-- Article --
▽
Physics
Scientific paper
May 2001
adsabs.harvard.edu/cgi-bin/nph-data_query?bibcode=2001agusm..sm31b06r&link_type=abstract
American Geophysical Union, Spring Meeting 2001, abstract #SM31B-06
Physics
2720 Energetic Particles, Trapped, 2778 Ring Current, 2788 Storms And Substorms
Scientific paper
The ion composition observations by the Polar spacecraft from the last solar minimum to the present are compared to similar observations by CRRES in the previous cycle. The Magnetospheric Ion Composition Spectrometer (MICS) was onboard CRRES and is part of the Polar CAMMICE experiment. The MICS sensor provided mass and charge state composition data for the energetic (1-425 keV/q) ions including H+, He+, He++, and O+. The 5-minute average number densities for each species are computed by mapping the MICS fluxes down to the magnetic equator using the measured pitch angle distributions and integrating the equatorial spectrum over the energy range 1-200 keV/q. Approximately 3.5 years of the Polar mission in the rising part of the solar cycle are used for the database. The densities are analyzed statistically with the solar EUV index F10.7 and various geomagnetic indices such as Kp and Dst. The results are compared with a similar study of the ion composition in the energy range 0.9-15.9 keV/q measured by the GEOS 2 satellite during geomagnetically quiet periods [Young et al., 1982], and with the recent survey of the relative composition measured by Polar averaged over all times [Pulkkinen et al., 2000]. It is found that ion densities at L ~ 6-7 during relatively quiet intervals show correlations to the EUV and geomagnetic activity similar to the results of Young et al. [1992]. At lower L the correlation of the ion density with the EUV and activity levels increases substantially, due in part to the extremely low energetic ion densities during the quiet intervals of solar minimum. This may be interpreted as a combination of the solar cycle effects on 1) the ring current source population; and 2) the processes which transport the ions to lower L. The behavior of the ion composition during geomagnetic stormtime is also investigated by restricting the density database to those intervals with the Dst index below a threshold value. Paradoxically, the Polar data shows that the measured stormtime ion density has little correlation with the EUV or the activity level. As the threshold in Dst is lowered, corresponding to storms of higher intensity, the correlations of both the H+ and O+ ion density with F10.7 and Kp tend to disappear. This result may indicate that the Young et al. [1982] model of ion density as a function of F10.7 is inappropriate for simulation of geomagnetic storms.
△
-- Written task 1 --
Summarize the abstract in two sentences.
The abstract and the listing that comes after it are independent of each other.

(Bounding box annotation entries)
▽
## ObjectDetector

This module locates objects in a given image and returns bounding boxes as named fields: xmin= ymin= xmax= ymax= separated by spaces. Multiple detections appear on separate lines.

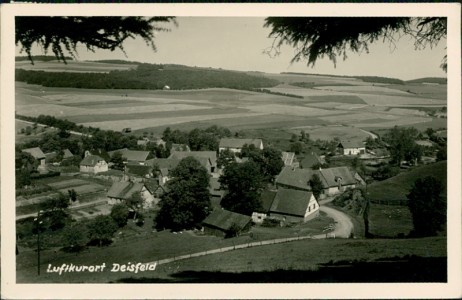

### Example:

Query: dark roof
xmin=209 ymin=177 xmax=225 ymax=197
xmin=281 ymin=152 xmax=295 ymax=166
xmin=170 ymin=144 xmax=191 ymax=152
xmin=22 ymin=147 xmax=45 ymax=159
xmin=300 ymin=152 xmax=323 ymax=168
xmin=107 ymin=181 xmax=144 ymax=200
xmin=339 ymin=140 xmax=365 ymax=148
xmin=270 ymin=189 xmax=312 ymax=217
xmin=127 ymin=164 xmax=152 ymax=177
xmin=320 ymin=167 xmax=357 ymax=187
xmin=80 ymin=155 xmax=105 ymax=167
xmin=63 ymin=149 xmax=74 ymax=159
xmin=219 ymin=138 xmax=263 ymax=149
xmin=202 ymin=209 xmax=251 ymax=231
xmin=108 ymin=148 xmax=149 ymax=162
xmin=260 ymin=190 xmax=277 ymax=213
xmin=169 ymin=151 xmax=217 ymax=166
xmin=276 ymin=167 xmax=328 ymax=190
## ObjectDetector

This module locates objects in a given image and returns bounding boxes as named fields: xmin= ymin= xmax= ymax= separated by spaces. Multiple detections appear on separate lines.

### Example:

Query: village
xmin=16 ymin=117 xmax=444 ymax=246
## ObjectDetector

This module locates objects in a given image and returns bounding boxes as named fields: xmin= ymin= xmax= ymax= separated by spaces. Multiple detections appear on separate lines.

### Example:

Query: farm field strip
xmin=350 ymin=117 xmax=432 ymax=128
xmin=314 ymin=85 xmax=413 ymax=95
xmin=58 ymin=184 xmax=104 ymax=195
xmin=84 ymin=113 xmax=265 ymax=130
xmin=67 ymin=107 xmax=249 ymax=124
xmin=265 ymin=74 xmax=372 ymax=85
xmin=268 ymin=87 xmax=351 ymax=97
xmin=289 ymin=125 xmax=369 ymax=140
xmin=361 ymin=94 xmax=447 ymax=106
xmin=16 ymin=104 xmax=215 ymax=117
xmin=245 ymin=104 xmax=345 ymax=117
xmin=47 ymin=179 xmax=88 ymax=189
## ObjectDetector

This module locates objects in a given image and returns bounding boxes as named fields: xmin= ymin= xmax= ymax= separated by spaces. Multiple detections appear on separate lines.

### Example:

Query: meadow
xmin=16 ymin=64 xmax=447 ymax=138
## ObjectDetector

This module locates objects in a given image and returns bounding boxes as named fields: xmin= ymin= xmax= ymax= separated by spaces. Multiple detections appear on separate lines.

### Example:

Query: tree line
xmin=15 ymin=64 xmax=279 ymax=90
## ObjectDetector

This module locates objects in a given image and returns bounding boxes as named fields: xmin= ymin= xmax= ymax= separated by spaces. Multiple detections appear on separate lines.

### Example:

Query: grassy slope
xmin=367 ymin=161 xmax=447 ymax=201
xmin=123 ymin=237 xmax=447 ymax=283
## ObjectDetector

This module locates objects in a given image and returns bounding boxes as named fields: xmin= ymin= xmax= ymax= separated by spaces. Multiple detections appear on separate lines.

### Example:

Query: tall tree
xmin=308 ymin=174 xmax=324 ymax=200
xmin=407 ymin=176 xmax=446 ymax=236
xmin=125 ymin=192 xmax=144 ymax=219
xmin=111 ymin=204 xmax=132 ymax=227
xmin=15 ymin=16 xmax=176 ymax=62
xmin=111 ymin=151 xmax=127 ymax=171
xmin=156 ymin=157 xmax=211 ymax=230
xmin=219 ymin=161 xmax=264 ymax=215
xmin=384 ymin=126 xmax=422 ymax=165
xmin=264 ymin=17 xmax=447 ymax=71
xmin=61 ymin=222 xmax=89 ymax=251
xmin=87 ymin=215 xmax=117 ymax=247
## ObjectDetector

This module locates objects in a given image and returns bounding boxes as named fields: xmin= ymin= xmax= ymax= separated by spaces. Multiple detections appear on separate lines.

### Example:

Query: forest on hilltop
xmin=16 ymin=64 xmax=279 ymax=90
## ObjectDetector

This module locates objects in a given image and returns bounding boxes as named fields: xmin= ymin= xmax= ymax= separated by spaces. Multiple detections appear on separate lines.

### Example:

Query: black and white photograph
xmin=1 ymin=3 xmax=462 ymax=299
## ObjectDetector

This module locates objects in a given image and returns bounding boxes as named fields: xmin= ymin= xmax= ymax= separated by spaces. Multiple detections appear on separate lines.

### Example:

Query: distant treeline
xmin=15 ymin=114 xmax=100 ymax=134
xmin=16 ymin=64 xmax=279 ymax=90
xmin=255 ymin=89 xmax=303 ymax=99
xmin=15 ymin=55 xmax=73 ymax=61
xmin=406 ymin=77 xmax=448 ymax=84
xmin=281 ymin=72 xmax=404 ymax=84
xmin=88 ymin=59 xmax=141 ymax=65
△
-- Written task 2 --
Print the stretch of the listing from its start through the line containing "xmin=209 ymin=177 xmax=225 ymax=197", with both ends included and the pictures left out.

-- Correct result 1 --
Energetic ion densities (H+, He+, He++, and O+) derived from about 3.5 years of Polar MICS data are analyzed statistically against the solar EUV index F10.7 and geomagnetic indices such as Kp and Dst, with comparisons to CRRES, GEOS 2, and an earlier Polar survey. During relatively quiet intervals the densities correlate with EUV and geomagnetic activity, more strongly at lower L, but during storms this correlation largely disappears, which may indicate that the Young et al. [1982] model of ion density as a function of F10.7 is inappropriate for simulating geomagnetic storms.

-- Correct result 2 --
## ObjectDetector

This module locates objects in a given image and returns bounding boxes as named fields: xmin= ymin= xmax= ymax= separated by spaces. Multiple detections appear on separate lines.


### Example:

Query: dark roof
xmin=209 ymin=177 xmax=225 ymax=197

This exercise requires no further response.